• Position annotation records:
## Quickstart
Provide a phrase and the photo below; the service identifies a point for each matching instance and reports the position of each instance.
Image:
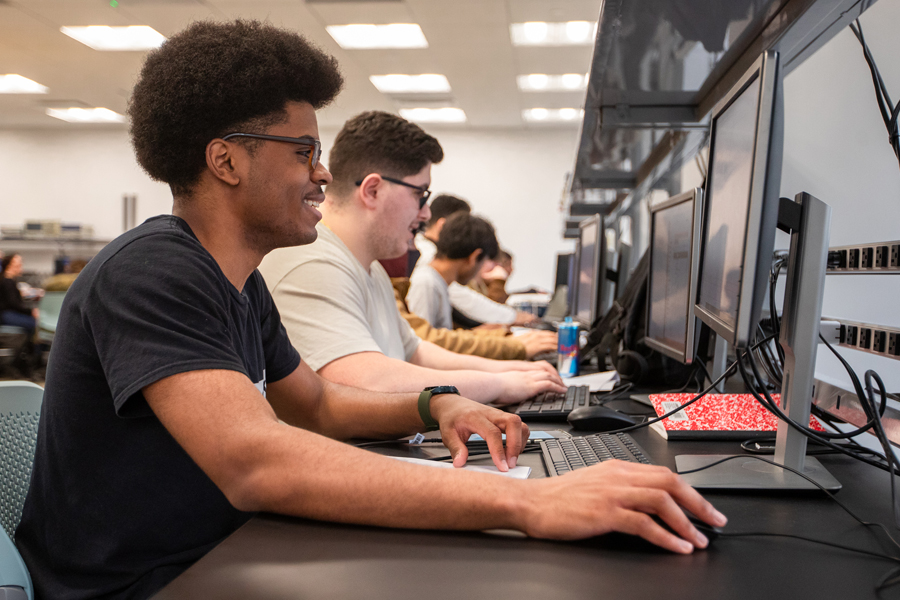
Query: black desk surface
(281, 557)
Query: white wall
(75, 176)
(836, 148)
(514, 178)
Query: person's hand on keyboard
(460, 417)
(538, 341)
(505, 366)
(619, 496)
(521, 385)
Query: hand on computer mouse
(619, 496)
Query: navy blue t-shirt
(116, 508)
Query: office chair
(12, 340)
(20, 409)
(49, 306)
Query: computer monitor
(674, 257)
(740, 216)
(623, 269)
(741, 203)
(588, 274)
(562, 269)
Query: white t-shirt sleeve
(479, 307)
(325, 321)
(424, 299)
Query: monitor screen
(741, 202)
(729, 191)
(673, 257)
(588, 259)
(562, 269)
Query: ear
(221, 162)
(369, 190)
(473, 258)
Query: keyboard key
(564, 455)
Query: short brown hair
(379, 142)
(445, 205)
(464, 233)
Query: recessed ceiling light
(363, 36)
(552, 115)
(410, 84)
(446, 114)
(86, 115)
(539, 82)
(16, 84)
(102, 37)
(539, 33)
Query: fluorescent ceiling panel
(16, 84)
(445, 114)
(116, 39)
(552, 115)
(540, 82)
(86, 115)
(367, 36)
(540, 33)
(428, 83)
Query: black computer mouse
(599, 418)
(703, 527)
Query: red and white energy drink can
(567, 352)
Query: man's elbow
(362, 372)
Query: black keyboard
(552, 406)
(550, 356)
(568, 454)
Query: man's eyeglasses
(423, 199)
(314, 145)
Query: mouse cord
(890, 579)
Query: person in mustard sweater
(489, 343)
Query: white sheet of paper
(598, 382)
(515, 472)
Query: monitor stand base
(747, 473)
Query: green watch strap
(425, 411)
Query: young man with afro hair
(175, 406)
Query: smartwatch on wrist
(425, 402)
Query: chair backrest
(15, 582)
(12, 340)
(20, 410)
(50, 306)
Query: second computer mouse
(599, 418)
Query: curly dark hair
(463, 234)
(444, 205)
(379, 142)
(4, 262)
(216, 78)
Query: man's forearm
(349, 485)
(433, 356)
(374, 371)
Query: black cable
(885, 581)
(889, 112)
(820, 437)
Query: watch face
(443, 389)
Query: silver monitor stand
(799, 337)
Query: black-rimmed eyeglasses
(314, 145)
(423, 199)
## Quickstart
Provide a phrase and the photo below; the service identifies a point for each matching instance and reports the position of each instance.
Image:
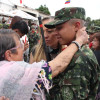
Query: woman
(23, 81)
(96, 46)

• Written instruction: Output every line of the items above as a numbered list, skipping blank lines. Leave the pictures out.

• Solution to this exercise:
1. ## Quickstart
2. Provide a phrase and the photo below; the service identifies a point for each matching instance and reports the position of each instance.
3. Image:
4. Query: black desk surface
5. (281, 557)
6. Query: white wall
7. (75, 176)
8. (836, 148)
9. (514, 178)
10. Query: person's hand on keyboard
11. (460, 417)
12. (538, 341)
13. (505, 366)
14. (619, 496)
15. (521, 385)
16. Query: hand on computer mouse
17. (619, 496)
18. Query: navy blue t-shirt
19. (116, 508)
20. Query: office chair
21. (12, 340)
22. (20, 409)
23. (49, 306)
24. Query: computer monitor
25. (674, 257)
26. (740, 216)
27. (623, 269)
28. (741, 203)
29. (588, 274)
30. (562, 269)
31. Query: white t-shirt sleeve
32. (479, 307)
33. (325, 321)
34. (424, 299)
35. Query: monitor screen
36. (741, 202)
37. (729, 191)
38. (673, 257)
39. (588, 259)
40. (562, 269)
41. Query: ear
42. (221, 162)
43. (369, 190)
44. (473, 258)
45. Query: keyboard key
46. (564, 455)
47. Query: short brown hair
48. (379, 142)
49. (445, 205)
50. (464, 233)
51. Query: recessed ceiling light
52. (363, 36)
53. (552, 115)
54. (410, 84)
55. (446, 114)
56. (86, 115)
57. (539, 82)
58. (16, 84)
59. (102, 37)
60. (539, 33)
61. Query: fluorescent ceiling panel
62. (16, 84)
63. (445, 114)
64. (116, 39)
65. (552, 115)
66. (540, 82)
67. (86, 115)
68. (367, 36)
69. (540, 33)
70. (428, 83)
71. Query: black computer mouse
72. (599, 418)
73. (703, 527)
74. Query: red and white energy drink can
75. (567, 352)
76. Query: man's elbow
77. (362, 372)
78. Query: black keyboard
79. (552, 406)
80. (550, 356)
81. (568, 454)
82. Query: man's eyeglasses
83. (423, 199)
84. (314, 145)
85. Query: mouse cord
86. (890, 579)
87. Query: person in mustard sweater
88. (489, 343)
89. Query: white sheet of paper
90. (598, 382)
91. (515, 472)
92. Query: monitor stand base
93. (747, 473)
94. Query: green watch strap
95. (425, 411)
96. Query: young man with afro hair
97. (175, 406)
98. Query: smartwatch on wrist
99. (425, 402)
100. Query: chair backrest
101. (15, 582)
102. (12, 340)
103. (20, 410)
104. (50, 306)
105. Query: second computer mouse
106. (599, 418)
107. Query: curly dark hair
108. (463, 234)
109. (444, 205)
110. (379, 142)
111. (4, 262)
112. (216, 78)
113. Query: man's forearm
114. (349, 485)
115. (433, 356)
116. (374, 371)
117. Query: black cable
118. (885, 581)
119. (889, 112)
120. (820, 437)
121. Query: watch face
122. (443, 389)
123. Query: silver monitor stand
124. (799, 337)
125. Query: black-rimmed eyeglasses
126. (314, 145)
127. (423, 199)
128. ## Quickstart
129. Provide a phrase and the photo below; the service identifies a point for each matching instance and reports the position of each instance.
130. Image:
131. Query: woman
132. (23, 81)
133. (96, 46)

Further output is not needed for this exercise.